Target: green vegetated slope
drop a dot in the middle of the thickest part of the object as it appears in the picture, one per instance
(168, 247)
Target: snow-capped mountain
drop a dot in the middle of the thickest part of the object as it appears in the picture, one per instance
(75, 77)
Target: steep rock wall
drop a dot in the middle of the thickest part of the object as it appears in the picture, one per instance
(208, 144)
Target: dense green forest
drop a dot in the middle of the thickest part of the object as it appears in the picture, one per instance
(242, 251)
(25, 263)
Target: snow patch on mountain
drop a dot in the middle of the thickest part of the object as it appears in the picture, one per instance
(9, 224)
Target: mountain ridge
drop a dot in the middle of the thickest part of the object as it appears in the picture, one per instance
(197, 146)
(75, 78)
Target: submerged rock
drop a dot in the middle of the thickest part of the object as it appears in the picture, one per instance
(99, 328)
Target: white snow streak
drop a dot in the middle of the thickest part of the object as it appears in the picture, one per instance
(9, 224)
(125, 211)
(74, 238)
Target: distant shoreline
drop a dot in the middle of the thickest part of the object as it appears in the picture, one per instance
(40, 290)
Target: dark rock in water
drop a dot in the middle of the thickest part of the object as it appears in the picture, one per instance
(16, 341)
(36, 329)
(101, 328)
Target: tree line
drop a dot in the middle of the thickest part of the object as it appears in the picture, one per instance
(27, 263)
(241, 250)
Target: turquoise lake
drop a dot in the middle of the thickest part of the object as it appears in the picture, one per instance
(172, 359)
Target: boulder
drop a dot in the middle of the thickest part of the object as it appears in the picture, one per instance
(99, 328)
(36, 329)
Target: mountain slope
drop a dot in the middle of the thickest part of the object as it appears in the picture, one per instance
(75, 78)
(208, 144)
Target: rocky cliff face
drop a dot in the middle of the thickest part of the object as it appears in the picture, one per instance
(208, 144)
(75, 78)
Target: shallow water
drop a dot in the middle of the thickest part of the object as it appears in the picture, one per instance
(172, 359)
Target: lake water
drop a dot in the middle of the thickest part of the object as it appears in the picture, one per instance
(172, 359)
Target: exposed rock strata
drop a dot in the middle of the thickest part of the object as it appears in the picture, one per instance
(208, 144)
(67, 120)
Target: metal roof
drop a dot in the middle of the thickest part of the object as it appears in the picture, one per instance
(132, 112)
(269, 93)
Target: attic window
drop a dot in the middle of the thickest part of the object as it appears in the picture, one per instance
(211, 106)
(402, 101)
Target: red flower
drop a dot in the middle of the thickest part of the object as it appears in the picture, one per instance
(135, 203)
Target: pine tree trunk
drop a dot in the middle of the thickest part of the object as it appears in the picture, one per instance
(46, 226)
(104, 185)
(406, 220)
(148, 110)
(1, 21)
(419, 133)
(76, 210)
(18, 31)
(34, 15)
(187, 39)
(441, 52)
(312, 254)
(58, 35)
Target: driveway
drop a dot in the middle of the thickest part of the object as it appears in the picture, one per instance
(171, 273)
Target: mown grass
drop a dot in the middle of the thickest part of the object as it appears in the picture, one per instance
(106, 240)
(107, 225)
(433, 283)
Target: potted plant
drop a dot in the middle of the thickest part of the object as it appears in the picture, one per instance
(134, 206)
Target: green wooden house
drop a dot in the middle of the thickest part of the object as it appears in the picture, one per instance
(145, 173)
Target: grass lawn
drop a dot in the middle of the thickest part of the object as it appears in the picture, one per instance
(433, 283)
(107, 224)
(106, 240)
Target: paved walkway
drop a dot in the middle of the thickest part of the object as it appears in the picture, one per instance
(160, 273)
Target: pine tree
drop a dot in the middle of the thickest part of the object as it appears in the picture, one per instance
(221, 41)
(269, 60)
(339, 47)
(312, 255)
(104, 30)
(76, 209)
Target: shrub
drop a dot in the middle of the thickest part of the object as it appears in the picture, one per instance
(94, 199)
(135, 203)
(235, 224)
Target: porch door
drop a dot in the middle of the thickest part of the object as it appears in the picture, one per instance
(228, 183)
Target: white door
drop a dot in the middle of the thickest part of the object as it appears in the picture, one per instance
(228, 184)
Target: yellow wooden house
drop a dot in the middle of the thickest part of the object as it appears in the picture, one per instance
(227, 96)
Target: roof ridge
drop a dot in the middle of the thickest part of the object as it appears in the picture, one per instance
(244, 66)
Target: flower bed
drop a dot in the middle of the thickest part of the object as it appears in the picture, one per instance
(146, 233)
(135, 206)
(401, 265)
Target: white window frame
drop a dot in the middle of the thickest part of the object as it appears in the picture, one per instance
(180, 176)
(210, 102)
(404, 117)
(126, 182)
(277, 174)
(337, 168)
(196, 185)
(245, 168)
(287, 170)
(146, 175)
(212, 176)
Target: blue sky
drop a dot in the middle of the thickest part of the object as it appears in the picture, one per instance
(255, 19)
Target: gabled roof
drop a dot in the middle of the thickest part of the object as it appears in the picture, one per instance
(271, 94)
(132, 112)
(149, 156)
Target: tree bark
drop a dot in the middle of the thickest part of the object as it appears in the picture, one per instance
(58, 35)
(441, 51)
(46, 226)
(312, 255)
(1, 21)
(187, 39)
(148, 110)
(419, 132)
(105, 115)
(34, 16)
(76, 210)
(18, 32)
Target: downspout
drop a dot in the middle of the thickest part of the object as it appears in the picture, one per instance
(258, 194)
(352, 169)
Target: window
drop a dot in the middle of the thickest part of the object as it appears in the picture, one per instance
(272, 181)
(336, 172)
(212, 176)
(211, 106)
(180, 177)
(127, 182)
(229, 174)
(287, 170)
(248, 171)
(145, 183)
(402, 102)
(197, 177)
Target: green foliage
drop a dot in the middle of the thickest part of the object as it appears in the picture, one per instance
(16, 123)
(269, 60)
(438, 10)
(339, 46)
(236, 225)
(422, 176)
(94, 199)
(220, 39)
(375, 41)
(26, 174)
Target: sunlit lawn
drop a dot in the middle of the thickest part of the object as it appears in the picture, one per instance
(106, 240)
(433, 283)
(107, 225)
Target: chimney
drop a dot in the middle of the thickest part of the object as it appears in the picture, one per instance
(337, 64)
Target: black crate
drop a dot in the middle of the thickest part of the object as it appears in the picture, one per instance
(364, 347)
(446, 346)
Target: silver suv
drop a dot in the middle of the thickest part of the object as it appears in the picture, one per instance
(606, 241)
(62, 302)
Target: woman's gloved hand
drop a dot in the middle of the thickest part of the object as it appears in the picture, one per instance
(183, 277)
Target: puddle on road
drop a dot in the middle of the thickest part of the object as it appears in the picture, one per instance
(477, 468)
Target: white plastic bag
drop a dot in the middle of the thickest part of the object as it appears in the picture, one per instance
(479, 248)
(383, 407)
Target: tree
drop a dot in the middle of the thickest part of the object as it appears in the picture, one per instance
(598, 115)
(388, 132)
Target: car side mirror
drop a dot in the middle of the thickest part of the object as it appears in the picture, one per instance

^^^^

### Exercise objective
Search the entries for "slope" and show every line that has it.

### Response to the task
Target: green vegetated slope
Target: mountain slope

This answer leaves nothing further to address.